◆ Tasks for this exercise:
1. Decide whether each statement below agrees with the newsletter on disability-care training, answering yes or no and quoting the deciding words. (a) Dynamic Pathways offers CPR and First Aid training. (b) Clearwater Council of Governments offers medication administration training online. (c) The online registration system was developed to reduce the secretary's workload.
2. Write a continuation of the newsletter on disability-care training, starting after its last sentence.

Hello everyone and welcome to the third edition of Brad’s Helpful Tricks and Tips! In the last issue we discussed a company, Dynamic Pathways, who specializes in training employees who take care of people with disabilities. These are trainings such as CPR, First Aid, medication administration, and more. These trainings are taught by certified instructors and are done so pretty frequently as people come into and leave the field of work. Due to this relatively high demand for these types of trainings, Dynamic Pathways came to me to develop a way for people to register and pay for these trainings through their website. This was needed in order to alleviate a lot of the work load that was put on the secretary from having to manually register people. By doing this, with the goal of alleviating the secretary’s work load, it also greatly improved their customers’ experience.
This week’s focus is on a company that does similar types of trainings but on-line. Being on-line, there are of course certain trainings that they cannot offer, such as CPR/First Aid and medication administration since these require more hands-on training. This company, Clearwater Council of Governments, provides mainly supportive trainings for the employees who work with people with disabilities. These trainings are more geared toward how to act in situations and proper etiquette while on the job.

◆ Supplied entries:
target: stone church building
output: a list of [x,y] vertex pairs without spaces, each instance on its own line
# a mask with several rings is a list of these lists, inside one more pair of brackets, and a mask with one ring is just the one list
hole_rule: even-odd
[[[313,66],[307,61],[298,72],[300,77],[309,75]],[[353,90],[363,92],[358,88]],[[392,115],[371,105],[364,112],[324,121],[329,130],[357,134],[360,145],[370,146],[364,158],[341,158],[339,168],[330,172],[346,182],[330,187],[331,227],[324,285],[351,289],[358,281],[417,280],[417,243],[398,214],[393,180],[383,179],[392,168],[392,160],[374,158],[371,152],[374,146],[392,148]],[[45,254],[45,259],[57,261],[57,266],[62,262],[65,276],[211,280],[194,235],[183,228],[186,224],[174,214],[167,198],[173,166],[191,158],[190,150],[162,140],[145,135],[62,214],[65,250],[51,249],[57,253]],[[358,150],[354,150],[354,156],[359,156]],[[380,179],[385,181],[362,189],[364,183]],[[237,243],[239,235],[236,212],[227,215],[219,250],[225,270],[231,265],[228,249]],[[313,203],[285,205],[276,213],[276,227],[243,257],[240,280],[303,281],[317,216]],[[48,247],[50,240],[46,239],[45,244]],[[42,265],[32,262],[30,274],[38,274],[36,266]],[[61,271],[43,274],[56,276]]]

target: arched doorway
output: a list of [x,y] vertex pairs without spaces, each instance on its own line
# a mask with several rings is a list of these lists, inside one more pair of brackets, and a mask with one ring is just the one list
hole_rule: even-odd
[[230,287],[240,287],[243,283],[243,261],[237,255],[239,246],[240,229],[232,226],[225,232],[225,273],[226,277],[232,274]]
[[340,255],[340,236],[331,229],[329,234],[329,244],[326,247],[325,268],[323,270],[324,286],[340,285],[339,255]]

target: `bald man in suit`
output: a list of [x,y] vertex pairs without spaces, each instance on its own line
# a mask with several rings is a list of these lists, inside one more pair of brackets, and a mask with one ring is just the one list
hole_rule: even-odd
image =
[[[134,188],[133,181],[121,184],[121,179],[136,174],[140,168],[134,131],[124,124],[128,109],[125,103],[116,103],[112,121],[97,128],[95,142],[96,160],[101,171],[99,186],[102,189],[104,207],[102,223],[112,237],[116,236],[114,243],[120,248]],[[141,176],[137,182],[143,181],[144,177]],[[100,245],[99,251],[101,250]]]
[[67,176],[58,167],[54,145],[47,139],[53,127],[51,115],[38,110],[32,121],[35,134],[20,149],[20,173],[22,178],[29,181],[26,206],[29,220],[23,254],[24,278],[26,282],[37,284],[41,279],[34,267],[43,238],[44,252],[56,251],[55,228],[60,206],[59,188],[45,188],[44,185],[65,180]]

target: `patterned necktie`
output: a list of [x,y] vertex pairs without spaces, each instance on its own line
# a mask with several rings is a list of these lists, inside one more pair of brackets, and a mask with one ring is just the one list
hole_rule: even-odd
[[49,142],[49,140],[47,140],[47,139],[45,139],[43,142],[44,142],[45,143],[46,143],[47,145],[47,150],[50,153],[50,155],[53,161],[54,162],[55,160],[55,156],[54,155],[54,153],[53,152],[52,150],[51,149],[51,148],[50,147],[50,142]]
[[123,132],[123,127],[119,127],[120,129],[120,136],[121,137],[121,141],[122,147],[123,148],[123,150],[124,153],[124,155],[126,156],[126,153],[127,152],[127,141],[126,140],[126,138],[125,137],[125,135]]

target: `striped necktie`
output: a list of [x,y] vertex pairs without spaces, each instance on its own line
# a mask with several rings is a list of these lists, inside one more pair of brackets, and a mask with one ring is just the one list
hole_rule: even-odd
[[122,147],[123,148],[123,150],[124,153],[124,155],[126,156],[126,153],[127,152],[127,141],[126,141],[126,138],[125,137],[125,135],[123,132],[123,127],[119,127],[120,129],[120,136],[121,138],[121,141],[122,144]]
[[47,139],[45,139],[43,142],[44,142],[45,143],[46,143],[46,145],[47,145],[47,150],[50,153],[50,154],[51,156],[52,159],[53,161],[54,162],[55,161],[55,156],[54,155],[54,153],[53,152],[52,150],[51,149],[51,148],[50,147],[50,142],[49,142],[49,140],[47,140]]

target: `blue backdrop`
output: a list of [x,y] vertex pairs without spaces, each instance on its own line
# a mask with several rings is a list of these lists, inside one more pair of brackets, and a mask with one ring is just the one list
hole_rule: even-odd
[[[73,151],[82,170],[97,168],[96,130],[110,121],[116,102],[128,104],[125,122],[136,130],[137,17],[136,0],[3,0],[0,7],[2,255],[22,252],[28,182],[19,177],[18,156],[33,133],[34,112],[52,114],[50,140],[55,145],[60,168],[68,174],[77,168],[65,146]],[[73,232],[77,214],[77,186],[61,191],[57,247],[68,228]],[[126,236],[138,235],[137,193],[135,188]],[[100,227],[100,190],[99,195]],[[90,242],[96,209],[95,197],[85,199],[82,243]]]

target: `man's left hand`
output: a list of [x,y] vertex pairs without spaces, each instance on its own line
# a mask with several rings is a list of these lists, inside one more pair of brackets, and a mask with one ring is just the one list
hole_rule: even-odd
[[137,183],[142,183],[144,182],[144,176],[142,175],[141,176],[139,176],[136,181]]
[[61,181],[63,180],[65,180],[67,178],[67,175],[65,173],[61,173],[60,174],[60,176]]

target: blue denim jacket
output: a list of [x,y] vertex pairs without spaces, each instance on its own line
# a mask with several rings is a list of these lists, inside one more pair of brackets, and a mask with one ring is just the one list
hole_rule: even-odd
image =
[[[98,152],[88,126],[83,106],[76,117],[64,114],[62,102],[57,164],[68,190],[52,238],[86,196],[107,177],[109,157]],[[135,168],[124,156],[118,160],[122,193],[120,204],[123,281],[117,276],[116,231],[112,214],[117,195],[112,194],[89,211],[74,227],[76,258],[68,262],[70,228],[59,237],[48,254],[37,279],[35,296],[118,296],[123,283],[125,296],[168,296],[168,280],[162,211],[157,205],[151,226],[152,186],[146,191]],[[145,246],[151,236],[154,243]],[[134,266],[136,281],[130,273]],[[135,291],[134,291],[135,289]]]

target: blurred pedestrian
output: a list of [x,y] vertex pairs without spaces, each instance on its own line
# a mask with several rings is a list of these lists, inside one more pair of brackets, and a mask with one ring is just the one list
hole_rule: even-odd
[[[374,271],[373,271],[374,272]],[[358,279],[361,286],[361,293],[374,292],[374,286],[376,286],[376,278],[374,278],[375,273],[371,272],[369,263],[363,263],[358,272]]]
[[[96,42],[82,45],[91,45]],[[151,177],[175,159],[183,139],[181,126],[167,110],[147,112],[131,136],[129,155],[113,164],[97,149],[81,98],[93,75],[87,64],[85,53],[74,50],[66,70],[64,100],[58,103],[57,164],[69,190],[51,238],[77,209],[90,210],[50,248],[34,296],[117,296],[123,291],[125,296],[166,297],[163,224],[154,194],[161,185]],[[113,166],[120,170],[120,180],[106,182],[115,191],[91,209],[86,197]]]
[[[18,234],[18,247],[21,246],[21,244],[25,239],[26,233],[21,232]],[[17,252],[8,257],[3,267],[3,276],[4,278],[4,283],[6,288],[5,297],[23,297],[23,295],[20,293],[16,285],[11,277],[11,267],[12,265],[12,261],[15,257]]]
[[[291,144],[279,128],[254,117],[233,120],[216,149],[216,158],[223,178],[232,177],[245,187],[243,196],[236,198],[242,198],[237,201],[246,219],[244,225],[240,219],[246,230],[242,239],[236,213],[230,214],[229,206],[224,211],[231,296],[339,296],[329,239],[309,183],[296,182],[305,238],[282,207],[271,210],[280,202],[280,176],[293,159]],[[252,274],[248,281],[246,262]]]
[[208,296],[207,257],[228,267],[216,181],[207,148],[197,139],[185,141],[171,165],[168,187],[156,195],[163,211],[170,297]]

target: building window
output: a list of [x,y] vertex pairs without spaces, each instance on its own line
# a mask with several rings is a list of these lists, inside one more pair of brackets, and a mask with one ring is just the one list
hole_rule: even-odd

◆ Results in order:
1.
(a) Yes: "These are trainings such as CPR, First Aid, medication administration, and more."
(b) No: "there are of course certain trainings that they cannot offer, such as CPR/First Aid and medication administration since these require more hands-on training."
(c) Yes: "This was needed in order to alleviate a lot of the work load that was put on the secretary from having to manually register people."

2.
When Clearwater came to me with the idea of providing these trainings on-line, they didn’t have all of the details figured out yet, as is the case with a lot of my clients. They had the idea of providing these trainings on-line, which would in turn give them the ability to reach out and help more people. They also needed a way to charge for these on-line trainings. In the end, the requirements were that an individual needed the ability to decide which training(s) they needed to take, pay for it, review the training material, take a quiz on what they learned, and print out a certificate as proof. To take this one step further, and to make things a little more interesting in regards to development, all of this needed to be fully automated so that the employees at Clearwater could do their other jobs. Also to make the person’s who was needing the training experience easier instead of having to wait.
The first obstacle was to figure out how to present the training material in a way that was easy for the end user to look through and able to be viewed with the least amount of web browser requirements as possible. I’m sure you have visited web pages where a certain plug-in is required, it was these types of requirements that were undesirable. The solution was to build a custom application with Adobe Flash since this seems to be the most widely used plug-in used across the web that could get the job done. Clearwater had their training material created in Microsoft Power Point, so by simply turning the slides into images, we were able to create a slide show with Adobe Flash.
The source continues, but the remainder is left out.